PROVIDED RECORDS Start Marker

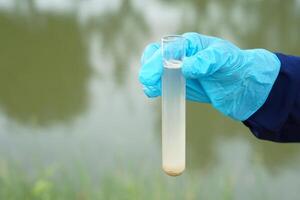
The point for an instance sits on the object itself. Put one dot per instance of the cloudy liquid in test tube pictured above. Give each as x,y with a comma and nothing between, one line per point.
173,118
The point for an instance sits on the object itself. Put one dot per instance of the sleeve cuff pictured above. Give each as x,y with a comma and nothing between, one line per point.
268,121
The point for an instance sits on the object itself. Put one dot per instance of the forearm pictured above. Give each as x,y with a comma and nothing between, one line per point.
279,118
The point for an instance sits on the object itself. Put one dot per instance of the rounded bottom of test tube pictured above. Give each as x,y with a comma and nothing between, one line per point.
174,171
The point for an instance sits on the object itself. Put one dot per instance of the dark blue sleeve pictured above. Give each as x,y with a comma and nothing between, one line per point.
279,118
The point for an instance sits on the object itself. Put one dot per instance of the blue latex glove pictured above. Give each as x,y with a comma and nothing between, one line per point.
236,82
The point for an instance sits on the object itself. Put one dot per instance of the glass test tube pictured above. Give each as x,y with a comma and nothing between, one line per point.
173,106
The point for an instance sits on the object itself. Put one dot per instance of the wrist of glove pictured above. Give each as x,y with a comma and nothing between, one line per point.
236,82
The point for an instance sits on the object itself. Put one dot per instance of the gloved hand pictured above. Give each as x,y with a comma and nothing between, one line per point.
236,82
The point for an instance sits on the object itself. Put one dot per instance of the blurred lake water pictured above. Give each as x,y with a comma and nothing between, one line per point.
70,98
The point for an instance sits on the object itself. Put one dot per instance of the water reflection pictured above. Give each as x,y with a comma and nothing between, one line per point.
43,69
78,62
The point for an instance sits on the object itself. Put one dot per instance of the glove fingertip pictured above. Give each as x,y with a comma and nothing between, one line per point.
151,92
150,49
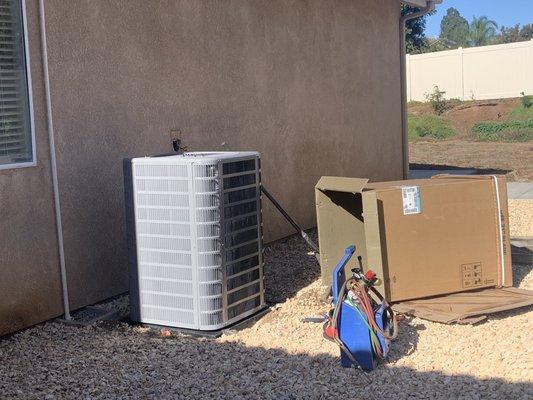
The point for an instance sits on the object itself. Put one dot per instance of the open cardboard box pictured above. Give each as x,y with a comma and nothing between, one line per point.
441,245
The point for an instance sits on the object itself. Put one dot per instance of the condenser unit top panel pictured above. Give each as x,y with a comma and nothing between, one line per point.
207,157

PROVIDED RECORDS End Marker
PROVIDED RECORDS Start Marker

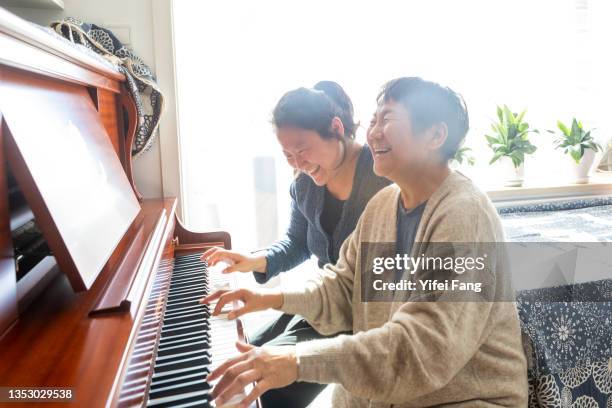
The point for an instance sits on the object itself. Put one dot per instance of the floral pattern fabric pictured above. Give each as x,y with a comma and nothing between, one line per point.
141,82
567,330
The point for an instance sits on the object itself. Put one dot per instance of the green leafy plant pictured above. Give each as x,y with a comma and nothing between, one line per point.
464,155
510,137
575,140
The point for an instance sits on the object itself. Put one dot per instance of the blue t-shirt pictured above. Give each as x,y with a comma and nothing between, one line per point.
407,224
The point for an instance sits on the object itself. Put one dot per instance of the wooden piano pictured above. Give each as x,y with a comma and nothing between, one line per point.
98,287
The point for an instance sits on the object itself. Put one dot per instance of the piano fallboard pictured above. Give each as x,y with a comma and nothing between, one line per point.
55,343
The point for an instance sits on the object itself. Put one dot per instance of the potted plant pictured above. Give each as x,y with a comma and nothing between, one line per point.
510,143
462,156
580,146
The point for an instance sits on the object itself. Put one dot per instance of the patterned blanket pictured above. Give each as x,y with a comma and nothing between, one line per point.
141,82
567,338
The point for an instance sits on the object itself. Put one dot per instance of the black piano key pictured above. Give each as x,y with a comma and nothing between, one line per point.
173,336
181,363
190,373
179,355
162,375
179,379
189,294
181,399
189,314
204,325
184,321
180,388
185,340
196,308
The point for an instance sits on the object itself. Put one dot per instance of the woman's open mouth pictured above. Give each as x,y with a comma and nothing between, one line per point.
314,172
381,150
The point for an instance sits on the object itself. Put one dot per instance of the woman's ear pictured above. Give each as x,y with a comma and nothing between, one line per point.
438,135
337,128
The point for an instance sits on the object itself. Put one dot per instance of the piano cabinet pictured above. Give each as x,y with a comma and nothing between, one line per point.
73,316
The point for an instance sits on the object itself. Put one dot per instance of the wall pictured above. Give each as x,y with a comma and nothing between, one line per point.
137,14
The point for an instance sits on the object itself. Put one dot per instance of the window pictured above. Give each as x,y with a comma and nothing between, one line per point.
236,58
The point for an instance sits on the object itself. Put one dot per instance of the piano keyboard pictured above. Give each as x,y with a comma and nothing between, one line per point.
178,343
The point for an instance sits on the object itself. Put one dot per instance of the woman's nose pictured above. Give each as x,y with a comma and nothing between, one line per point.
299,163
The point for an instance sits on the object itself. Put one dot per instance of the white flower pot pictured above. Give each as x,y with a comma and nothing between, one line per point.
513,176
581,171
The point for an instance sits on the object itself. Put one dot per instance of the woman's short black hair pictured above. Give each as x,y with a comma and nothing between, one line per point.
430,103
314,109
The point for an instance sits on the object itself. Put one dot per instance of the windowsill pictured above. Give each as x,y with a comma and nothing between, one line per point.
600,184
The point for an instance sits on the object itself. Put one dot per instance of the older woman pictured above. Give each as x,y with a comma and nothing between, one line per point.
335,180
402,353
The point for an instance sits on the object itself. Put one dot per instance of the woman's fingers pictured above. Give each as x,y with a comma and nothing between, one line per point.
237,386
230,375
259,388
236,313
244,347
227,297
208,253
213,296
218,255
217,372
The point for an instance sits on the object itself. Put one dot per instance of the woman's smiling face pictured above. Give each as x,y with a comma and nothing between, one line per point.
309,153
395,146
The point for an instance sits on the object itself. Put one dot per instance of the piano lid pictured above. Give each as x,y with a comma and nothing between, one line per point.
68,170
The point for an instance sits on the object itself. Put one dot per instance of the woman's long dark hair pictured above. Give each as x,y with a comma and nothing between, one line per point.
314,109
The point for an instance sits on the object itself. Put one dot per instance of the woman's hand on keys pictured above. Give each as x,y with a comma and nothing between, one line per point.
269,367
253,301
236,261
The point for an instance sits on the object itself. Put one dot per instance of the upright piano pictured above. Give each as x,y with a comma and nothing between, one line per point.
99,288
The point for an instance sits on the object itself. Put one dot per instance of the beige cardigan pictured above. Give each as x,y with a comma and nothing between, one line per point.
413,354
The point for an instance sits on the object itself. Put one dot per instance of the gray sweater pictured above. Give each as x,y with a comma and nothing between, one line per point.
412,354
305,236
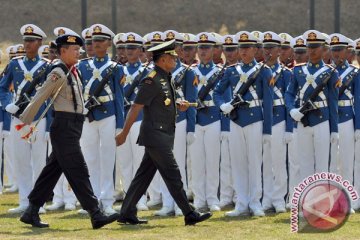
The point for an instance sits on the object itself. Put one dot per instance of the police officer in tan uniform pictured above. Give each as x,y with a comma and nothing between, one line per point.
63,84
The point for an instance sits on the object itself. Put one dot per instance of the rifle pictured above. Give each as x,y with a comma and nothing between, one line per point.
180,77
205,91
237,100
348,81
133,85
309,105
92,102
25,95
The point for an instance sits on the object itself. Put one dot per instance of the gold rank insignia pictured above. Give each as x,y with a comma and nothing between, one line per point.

PROVIDED RECORDS End Marker
PROVIDED RECORDS Start Marker

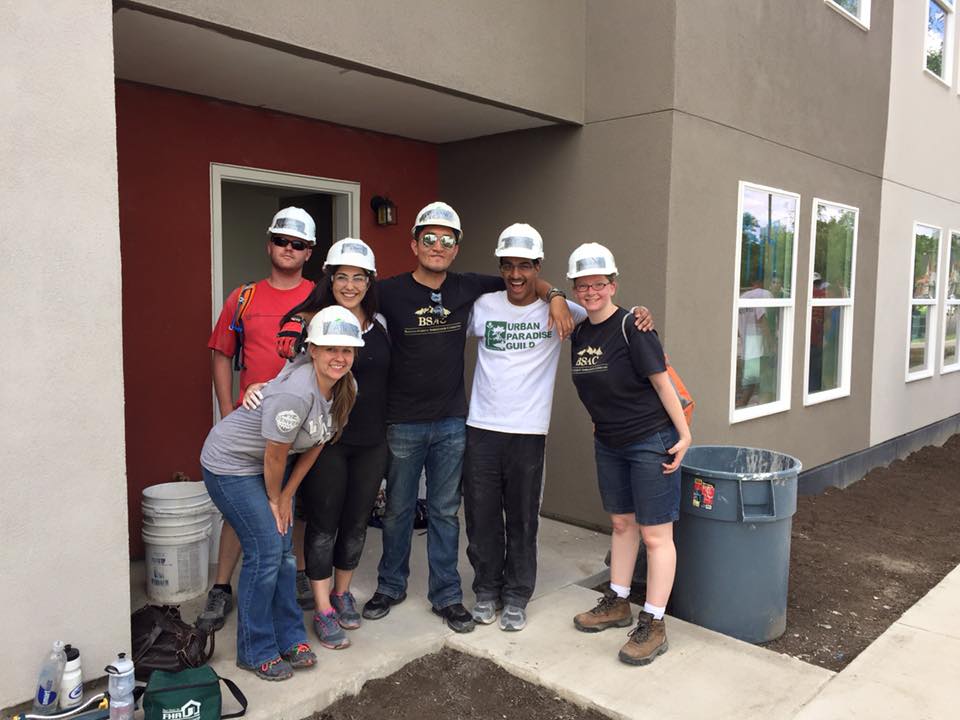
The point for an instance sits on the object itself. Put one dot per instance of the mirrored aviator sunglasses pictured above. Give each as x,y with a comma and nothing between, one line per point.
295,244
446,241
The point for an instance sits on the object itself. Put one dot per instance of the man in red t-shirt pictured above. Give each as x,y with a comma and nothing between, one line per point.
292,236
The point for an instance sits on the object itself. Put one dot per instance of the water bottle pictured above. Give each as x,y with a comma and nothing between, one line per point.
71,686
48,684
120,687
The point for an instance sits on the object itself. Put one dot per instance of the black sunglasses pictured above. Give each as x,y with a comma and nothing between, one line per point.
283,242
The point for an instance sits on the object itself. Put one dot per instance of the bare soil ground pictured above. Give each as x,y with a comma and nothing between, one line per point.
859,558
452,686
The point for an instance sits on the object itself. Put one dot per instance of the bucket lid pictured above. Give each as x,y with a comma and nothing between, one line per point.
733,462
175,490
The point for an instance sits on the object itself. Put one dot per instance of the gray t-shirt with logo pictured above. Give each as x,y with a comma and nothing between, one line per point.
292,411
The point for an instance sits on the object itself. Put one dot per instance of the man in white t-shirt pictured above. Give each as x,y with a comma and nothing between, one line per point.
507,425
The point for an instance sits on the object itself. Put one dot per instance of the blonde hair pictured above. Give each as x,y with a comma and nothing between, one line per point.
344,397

PROVIDED RECORDS End Marker

• EXERCISE PROMPT: An exact copy of the lines above from the one with "the gray sweater" up to and including the one with "of the gold" is required; reproduce only those lines, omitting all pictures.

• ANSWER BELOW:
The point for an instance sits on the object itself. Put one dot per instance of the gray sweater pictured above. Give each as x,y with a comma and nothing between, one line per point.
412,354
305,236
The point for an instance sits on the object itself. Put one dot per instance of the police officer in tan uniform pictured above. Give each as x,y with a comma and nothing between, one line per point.
63,84
The point for an instance sits on the object itself. Put one dot per instance of the rifle pictured above. Give each as x,y with a comma and nothing between, one line per point.
180,77
205,91
237,100
348,81
133,85
309,105
92,102
25,95
The point for an instance sits on the object itself. Put one dot per instance of the gold rank insignia pictured above. Give each as x,y with a comma and nothing between, one line per point.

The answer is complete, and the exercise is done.